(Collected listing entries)
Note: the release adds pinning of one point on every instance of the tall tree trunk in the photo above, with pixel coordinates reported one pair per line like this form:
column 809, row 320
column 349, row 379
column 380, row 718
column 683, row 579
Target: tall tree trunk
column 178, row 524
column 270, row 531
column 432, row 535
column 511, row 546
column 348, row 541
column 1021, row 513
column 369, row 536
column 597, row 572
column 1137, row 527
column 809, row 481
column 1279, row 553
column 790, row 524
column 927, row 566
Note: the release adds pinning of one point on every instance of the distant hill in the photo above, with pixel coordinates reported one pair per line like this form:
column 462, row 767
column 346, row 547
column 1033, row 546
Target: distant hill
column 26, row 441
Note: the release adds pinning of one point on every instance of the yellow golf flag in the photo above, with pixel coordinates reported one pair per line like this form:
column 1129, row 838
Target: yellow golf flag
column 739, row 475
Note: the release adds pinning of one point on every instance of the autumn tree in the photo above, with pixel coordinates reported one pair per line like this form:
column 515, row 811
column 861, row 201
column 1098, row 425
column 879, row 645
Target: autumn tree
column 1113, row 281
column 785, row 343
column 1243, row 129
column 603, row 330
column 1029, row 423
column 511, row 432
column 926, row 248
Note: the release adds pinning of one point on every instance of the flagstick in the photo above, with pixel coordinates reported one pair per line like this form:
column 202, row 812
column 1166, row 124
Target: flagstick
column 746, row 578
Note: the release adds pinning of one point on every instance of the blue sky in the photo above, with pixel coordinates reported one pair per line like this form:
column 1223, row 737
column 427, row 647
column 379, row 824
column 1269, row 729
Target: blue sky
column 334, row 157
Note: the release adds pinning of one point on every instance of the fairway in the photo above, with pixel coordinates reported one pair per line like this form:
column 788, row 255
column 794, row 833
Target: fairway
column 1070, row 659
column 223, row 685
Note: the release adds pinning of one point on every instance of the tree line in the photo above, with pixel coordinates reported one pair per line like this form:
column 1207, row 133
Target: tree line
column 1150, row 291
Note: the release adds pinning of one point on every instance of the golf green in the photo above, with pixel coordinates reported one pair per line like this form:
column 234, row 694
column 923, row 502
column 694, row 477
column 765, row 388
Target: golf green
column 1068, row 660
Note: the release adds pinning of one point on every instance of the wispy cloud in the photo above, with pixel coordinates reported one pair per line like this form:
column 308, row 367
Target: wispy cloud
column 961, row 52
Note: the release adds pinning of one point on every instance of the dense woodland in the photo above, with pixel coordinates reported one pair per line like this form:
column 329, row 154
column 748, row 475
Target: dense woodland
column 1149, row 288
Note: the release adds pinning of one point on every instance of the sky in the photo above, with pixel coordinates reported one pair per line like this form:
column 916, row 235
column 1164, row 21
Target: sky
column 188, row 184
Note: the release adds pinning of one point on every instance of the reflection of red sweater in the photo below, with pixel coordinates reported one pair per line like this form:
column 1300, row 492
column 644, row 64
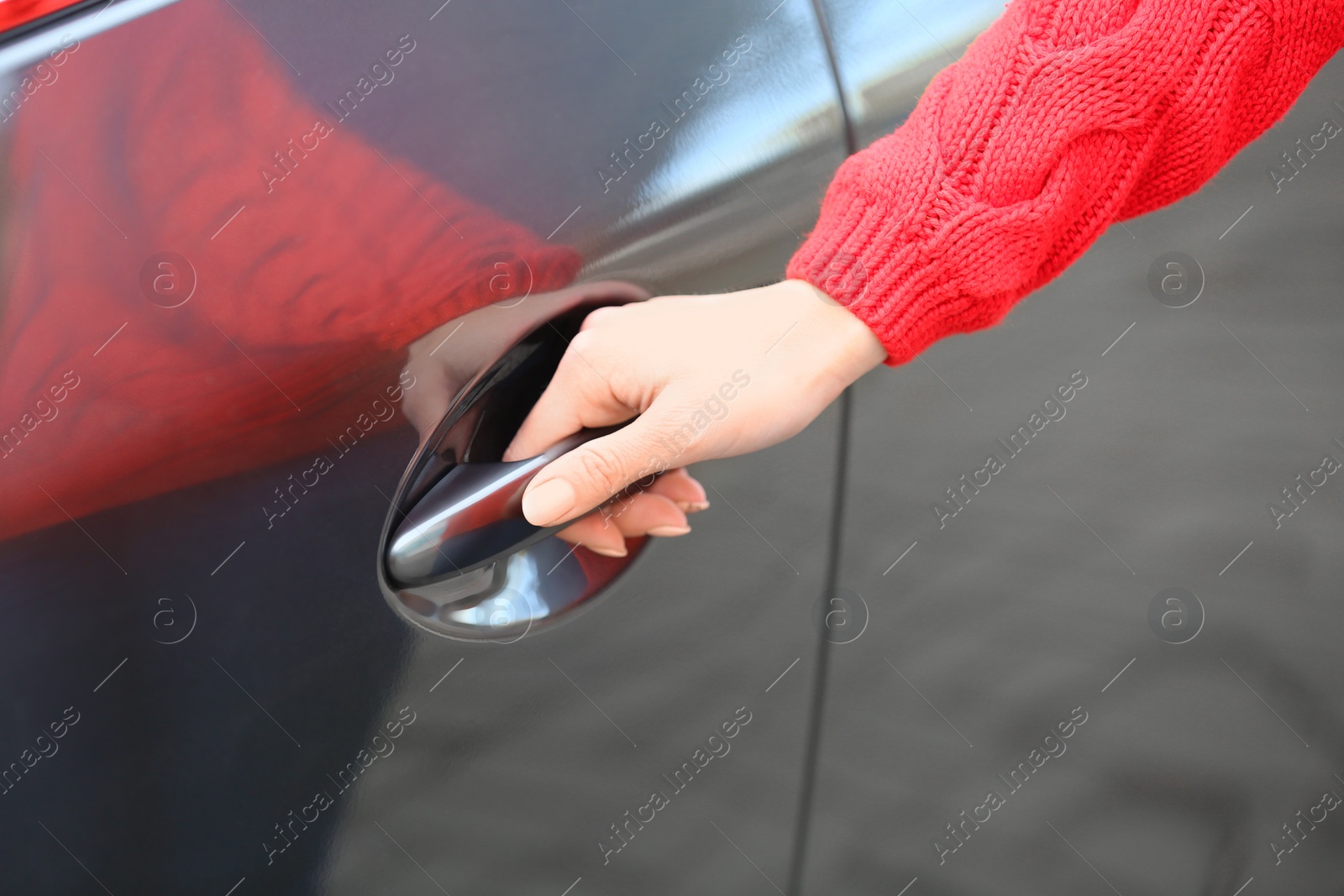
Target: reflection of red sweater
column 1063, row 117
column 152, row 139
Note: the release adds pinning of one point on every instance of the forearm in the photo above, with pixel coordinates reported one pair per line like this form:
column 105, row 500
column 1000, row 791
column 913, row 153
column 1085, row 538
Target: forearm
column 1059, row 120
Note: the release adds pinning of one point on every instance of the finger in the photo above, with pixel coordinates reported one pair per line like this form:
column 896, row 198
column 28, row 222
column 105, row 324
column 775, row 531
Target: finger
column 682, row 490
column 577, row 396
column 644, row 513
column 596, row 537
column 588, row 476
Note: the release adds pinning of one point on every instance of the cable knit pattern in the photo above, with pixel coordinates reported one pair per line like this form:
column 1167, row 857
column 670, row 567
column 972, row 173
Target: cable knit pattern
column 1062, row 117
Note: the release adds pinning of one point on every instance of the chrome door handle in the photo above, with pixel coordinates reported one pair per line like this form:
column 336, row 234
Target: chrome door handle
column 456, row 557
column 472, row 517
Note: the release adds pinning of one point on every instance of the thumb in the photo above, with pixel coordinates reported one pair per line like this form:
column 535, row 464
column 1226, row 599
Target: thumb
column 581, row 479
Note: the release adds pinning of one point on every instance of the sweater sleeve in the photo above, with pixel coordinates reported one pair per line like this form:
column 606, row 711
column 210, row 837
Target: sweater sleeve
column 1061, row 118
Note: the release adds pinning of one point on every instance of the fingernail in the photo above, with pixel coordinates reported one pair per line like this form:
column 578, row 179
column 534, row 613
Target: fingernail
column 549, row 501
column 664, row 531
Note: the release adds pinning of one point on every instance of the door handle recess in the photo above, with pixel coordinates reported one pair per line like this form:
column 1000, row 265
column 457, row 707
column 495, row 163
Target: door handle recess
column 457, row 558
column 472, row 517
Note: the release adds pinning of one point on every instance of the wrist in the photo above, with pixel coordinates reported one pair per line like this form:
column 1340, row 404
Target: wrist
column 851, row 344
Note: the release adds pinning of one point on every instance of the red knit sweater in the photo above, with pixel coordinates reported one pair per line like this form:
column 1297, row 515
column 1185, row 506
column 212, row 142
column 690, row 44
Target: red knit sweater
column 1062, row 117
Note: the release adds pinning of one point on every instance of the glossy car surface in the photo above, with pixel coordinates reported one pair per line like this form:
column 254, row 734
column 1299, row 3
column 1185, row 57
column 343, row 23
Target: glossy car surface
column 272, row 270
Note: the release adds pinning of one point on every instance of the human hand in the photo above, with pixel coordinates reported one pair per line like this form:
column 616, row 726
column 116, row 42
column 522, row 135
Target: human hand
column 702, row 376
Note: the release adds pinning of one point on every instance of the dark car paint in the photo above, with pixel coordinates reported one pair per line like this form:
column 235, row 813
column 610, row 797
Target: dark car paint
column 228, row 649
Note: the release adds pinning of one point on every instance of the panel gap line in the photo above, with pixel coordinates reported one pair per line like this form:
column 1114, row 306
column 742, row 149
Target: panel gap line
column 1236, row 558
column 1119, row 674
column 447, row 673
column 783, row 674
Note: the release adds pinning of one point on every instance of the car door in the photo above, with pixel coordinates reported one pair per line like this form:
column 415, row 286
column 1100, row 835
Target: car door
column 255, row 255
column 1105, row 661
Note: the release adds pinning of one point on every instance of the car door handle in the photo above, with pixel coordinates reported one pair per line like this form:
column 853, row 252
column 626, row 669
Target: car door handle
column 472, row 517
column 456, row 555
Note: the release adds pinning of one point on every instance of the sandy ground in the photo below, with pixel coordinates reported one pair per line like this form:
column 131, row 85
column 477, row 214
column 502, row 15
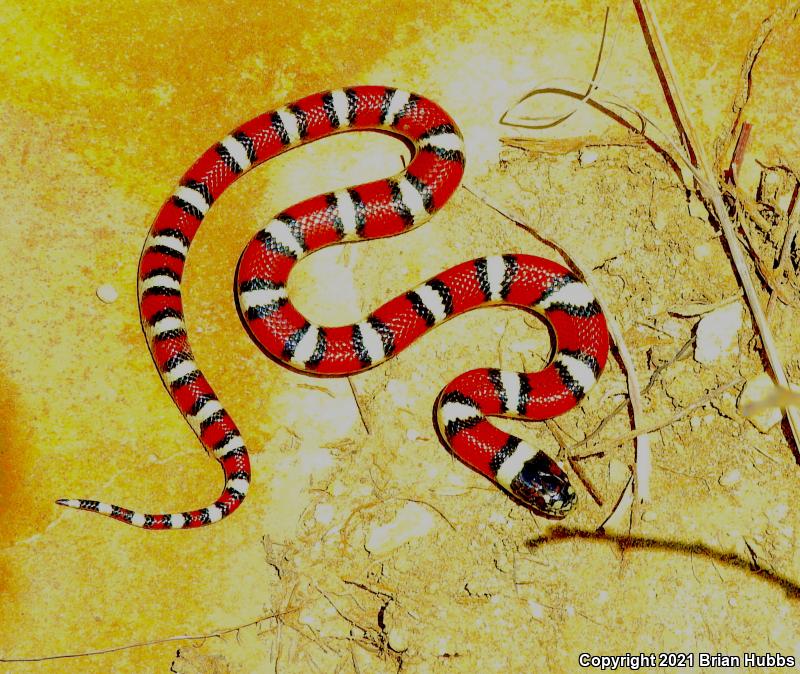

### What is required
Reproduce verbatim the lines of the listing above that fall between the line containing "of the autumn" and the line containing "column 926, row 248", including both of those lines.

### Result for this exercise
Note: the release adds pinning of one point on every instance of the autumn tree in the photo above, with pixel coordinates reported one pair per line like this form:
column 515, row 811
column 861, row 201
column 1098, row 425
column 879, row 645
Target: autumn tree
column 1113, row 281
column 785, row 343
column 1243, row 129
column 603, row 330
column 1029, row 423
column 511, row 432
column 926, row 248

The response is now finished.